> EXCERPT:
Is CABG Indicated in Patients With Ischemic Cardiomyopathy?—Reply

Author Affiliations
  • 1Section of Cardiovascular Medicine, Yale School of Medicine, Yale University, New Haven, Connecticut
JAMA Cardiol. 2022;7(11):1177. doi:10.1001/jamacardio.2022.3312

In Reply We thank Bates for his interest in our article.1 We agree that despite the separate acronym of STICHES, the 2016 publication is the report of the 10-year results of the Surgical Treatment for Ischemic Heart Failure (STICH) trial.2 In the original 2011 publication,3 at a median follow-up of 4.7 years, 244 patients in the medical therapy arm died compared with 218 patients in the coronary artery bypass grafting (CABG) arm (hazard ratio [HR], 0.86; 95% CI, 0.72-1.04; P = .12). Although the difference in all-cause mortality was not statistically significant in the primary analysis, the reduction in cardiovascular death (HR, 0.81; 95% CI, 0.66-1.00; P = .05) and the reduction in the composite of all-cause mortality or hospitalization for cardiovascular causes (HR, 0.74; 95% CI, 0.64-0.85; P < .001) with CABG were both statistically significant. With extension of follow-up to a median of 9.8 years, the reduction in all-cause mortality with CABG was now statistically significant (HR, 0.84; 95% CI, 0.73-0.97; P = .02). This benefit emerging over longer follow-up has several plausible explanations: extending follow-up leads to accrual of more events, enhancing precision around point estimates and narrowing the CIs. Furthermore, time-varying analyses show an early mortality hazard with CABG. Longer follow-up helps account for this phenomenon and permits the durable and significant benefit of CABG to be shown.

> YOUR OBJECTIVE: Condense the paragraph of the excerpt beginning "In Reply We thank Bates" into a brief bulleted list that keeps its main facts.

(Records from a data collection)
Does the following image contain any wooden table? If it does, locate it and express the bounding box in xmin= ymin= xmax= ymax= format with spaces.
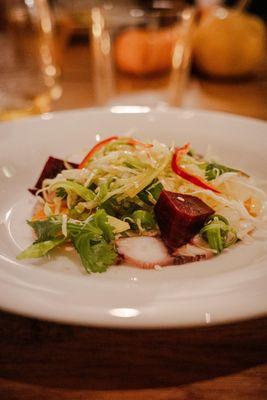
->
xmin=0 ymin=42 xmax=267 ymax=400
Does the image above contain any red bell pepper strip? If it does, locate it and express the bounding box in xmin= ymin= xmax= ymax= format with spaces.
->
xmin=78 ymin=136 xmax=153 ymax=169
xmin=127 ymin=138 xmax=153 ymax=148
xmin=78 ymin=136 xmax=118 ymax=169
xmin=172 ymin=143 xmax=220 ymax=193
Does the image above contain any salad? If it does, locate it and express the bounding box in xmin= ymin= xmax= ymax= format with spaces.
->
xmin=17 ymin=136 xmax=266 ymax=273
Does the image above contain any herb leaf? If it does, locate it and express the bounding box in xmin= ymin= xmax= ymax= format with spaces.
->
xmin=72 ymin=232 xmax=117 ymax=273
xmin=27 ymin=218 xmax=61 ymax=243
xmin=17 ymin=237 xmax=65 ymax=260
xmin=205 ymin=162 xmax=240 ymax=181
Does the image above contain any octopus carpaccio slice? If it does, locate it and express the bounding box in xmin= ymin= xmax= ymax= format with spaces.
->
xmin=116 ymin=236 xmax=174 ymax=269
xmin=116 ymin=236 xmax=213 ymax=269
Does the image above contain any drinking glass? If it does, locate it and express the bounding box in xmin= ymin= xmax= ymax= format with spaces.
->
xmin=90 ymin=1 xmax=194 ymax=106
xmin=0 ymin=0 xmax=61 ymax=121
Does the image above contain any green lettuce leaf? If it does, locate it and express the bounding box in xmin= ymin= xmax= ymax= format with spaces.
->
xmin=72 ymin=232 xmax=117 ymax=273
xmin=51 ymin=181 xmax=95 ymax=201
xmin=27 ymin=218 xmax=62 ymax=243
xmin=17 ymin=237 xmax=65 ymax=260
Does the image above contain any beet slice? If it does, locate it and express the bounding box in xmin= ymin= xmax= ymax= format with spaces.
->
xmin=154 ymin=190 xmax=214 ymax=249
xmin=28 ymin=157 xmax=78 ymax=195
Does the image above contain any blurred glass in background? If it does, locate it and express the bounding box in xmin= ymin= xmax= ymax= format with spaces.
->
xmin=90 ymin=1 xmax=194 ymax=106
xmin=0 ymin=0 xmax=61 ymax=120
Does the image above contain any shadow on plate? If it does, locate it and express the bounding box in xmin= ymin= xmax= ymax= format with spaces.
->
xmin=0 ymin=313 xmax=267 ymax=390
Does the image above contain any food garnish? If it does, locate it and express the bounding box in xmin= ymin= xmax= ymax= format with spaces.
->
xmin=17 ymin=136 xmax=266 ymax=273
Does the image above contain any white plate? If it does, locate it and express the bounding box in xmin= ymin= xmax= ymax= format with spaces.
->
xmin=0 ymin=106 xmax=267 ymax=328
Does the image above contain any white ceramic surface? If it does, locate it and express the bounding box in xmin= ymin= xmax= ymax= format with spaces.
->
xmin=0 ymin=106 xmax=267 ymax=328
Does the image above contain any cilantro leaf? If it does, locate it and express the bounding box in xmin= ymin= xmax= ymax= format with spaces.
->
xmin=72 ymin=232 xmax=117 ymax=273
xmin=27 ymin=218 xmax=61 ymax=243
xmin=17 ymin=237 xmax=65 ymax=260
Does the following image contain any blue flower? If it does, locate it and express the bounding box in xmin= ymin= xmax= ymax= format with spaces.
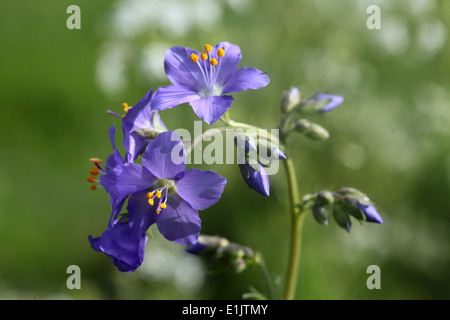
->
xmin=236 ymin=136 xmax=286 ymax=197
xmin=151 ymin=42 xmax=270 ymax=124
xmin=90 ymin=131 xmax=226 ymax=271
xmin=122 ymin=89 xmax=167 ymax=162
xmin=358 ymin=203 xmax=383 ymax=224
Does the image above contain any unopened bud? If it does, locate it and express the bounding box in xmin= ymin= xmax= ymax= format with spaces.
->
xmin=312 ymin=204 xmax=328 ymax=226
xmin=338 ymin=188 xmax=367 ymax=199
xmin=280 ymin=87 xmax=301 ymax=112
xmin=333 ymin=207 xmax=352 ymax=232
xmin=317 ymin=190 xmax=334 ymax=205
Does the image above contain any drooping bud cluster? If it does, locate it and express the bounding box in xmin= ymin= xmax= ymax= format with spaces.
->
xmin=235 ymin=133 xmax=286 ymax=197
xmin=186 ymin=235 xmax=259 ymax=274
xmin=303 ymin=188 xmax=383 ymax=232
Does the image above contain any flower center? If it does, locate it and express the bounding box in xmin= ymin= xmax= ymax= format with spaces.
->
xmin=147 ymin=179 xmax=176 ymax=214
xmin=191 ymin=44 xmax=225 ymax=98
xmin=86 ymin=158 xmax=103 ymax=190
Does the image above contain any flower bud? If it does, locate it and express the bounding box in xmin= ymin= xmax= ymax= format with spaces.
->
xmin=312 ymin=203 xmax=328 ymax=226
xmin=333 ymin=206 xmax=352 ymax=232
xmin=338 ymin=187 xmax=367 ymax=199
xmin=294 ymin=119 xmax=330 ymax=141
xmin=317 ymin=190 xmax=334 ymax=205
xmin=280 ymin=87 xmax=301 ymax=113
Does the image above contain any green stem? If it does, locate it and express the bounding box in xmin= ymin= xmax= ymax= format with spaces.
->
xmin=283 ymin=158 xmax=305 ymax=300
xmin=258 ymin=253 xmax=275 ymax=300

> ANSWER BOX:
- The authors agree that the 2016 STICHES publication reports the 10-year results of the Surgical Treatment for Ischemic Heart Failure (STICH) trial.
- In the original 2011 report (median follow-up 4.7 years), 244 patients died in the medical therapy arm and 218 in the CABG arm (HR, 0.86; 95% CI, 0.72-1.04; P = .12). This difference in all-cause mortality was not statistically significant.
- In that report, CABG significantly reduced cardiovascular death (HR, 0.81; 95% CI, 0.66-1.00; P = .05). It also significantly reduced the composite of all-cause mortality or cardiovascular hospitalization (HR, 0.74; 95% CI, 0.64-0.85; P < .001).
- At a median follow-up of 9.8 years, CABG's reduction in all-cause mortality became statistically significant (HR, 0.84; 95% CI, 0.73-0.97; P = .02).
- The authors give two explanations for this later benefit:
  - Longer follow-up accrues more events, which makes the estimates more precise and narrows the CIs.
  - Time-varying analyses show an early mortality hazard with CABG. Longer follow-up accounts for that hazard and reveals CABG's durable, significant benefit.